EXCERPT TO READ:

The persistent notion that waking a sleepwalker is dangerous, leading to severe health consequences like heart attacks or brain damage, is a widespread misconception with deep historical roots. This belief likely originated from ancient understandings of sleep, where it was often viewed as a fragile state or even a temporary departure of the soul from the body. Scholars in the 12th and 13th centuries, for example, believed the soul split from the body during sleepwalking, and waking them would leave them soulless. Such folklore, combined with dramatic portrayals in popular culture, has cemented the idea that disturbing a sleepwalker carries grave risks.

Scientifically, rousing someone from a sleepwalking episode, or somnambulism, poses no medical danger to their physical or mental health. Sleepwalking typically occurs during the deep non-REM stages of sleep, where a person is neither fully awake nor fully asleep. While waking them might cause temporary confusion, disorientation, or an adrenaline surge, it does not lead to heart attacks, brain damage, or lasting psychological trauma. The primary concern is that a startled sleepwalker might react defensively, lash out, or stumble and injure themselves or the person waking them due to their disoriented state. In fact, sleepwalking itself can be more dangerous due to the risk of falls or accidents, making it sometimes necessary to intervene for their safety.

DESCRIPTION OF THE TASK:
Extend the passage on waking sleepwalkers by writing what comes after its final sentence. The data has nothing to do with the text on waking sleepwalkers.

[Point-location data]

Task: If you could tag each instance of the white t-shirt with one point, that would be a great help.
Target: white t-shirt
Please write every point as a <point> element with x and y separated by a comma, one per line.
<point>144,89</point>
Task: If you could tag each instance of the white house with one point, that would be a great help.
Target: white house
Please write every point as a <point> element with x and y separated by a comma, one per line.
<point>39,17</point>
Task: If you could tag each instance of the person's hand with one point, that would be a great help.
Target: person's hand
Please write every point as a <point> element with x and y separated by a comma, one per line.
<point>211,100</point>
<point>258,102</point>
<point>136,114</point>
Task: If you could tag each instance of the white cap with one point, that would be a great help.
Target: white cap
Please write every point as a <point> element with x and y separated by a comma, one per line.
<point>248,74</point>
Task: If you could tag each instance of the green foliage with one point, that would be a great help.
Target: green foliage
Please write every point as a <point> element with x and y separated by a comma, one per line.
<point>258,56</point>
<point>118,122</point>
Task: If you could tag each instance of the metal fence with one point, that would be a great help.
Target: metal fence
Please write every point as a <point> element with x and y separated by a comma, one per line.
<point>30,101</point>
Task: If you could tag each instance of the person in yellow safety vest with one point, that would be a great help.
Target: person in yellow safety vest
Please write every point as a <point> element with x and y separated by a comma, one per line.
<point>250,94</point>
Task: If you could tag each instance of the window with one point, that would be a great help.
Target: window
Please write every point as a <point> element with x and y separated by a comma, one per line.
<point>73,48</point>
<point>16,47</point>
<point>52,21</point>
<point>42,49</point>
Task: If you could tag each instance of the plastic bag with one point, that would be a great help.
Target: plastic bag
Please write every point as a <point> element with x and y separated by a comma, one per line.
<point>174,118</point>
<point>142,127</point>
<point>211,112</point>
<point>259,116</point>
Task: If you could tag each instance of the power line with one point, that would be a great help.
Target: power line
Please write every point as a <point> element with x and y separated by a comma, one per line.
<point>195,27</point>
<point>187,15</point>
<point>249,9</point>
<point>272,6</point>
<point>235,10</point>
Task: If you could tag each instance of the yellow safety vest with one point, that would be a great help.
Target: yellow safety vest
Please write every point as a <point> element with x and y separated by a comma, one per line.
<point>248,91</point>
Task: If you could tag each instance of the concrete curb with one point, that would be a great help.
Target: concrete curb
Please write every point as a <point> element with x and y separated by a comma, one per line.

REPLY TO THE EXERCISE:
People commonly cling to this myth due to a natural protective instinct towards someone in a vulnerable, altered state of consciousness. It feels counterintuitive to startle someone who appears to be in a trance. This instinct, coupled with the dramatic and often exaggerated warnings passed down through generations and amplified by fiction, reinforces the idea that waking a sleepwalker is inherently harmful. The actual risks are primarily related to the sleepwalker's immediate disorientation upon being roused, not any inherent medical danger from the act of waking itself.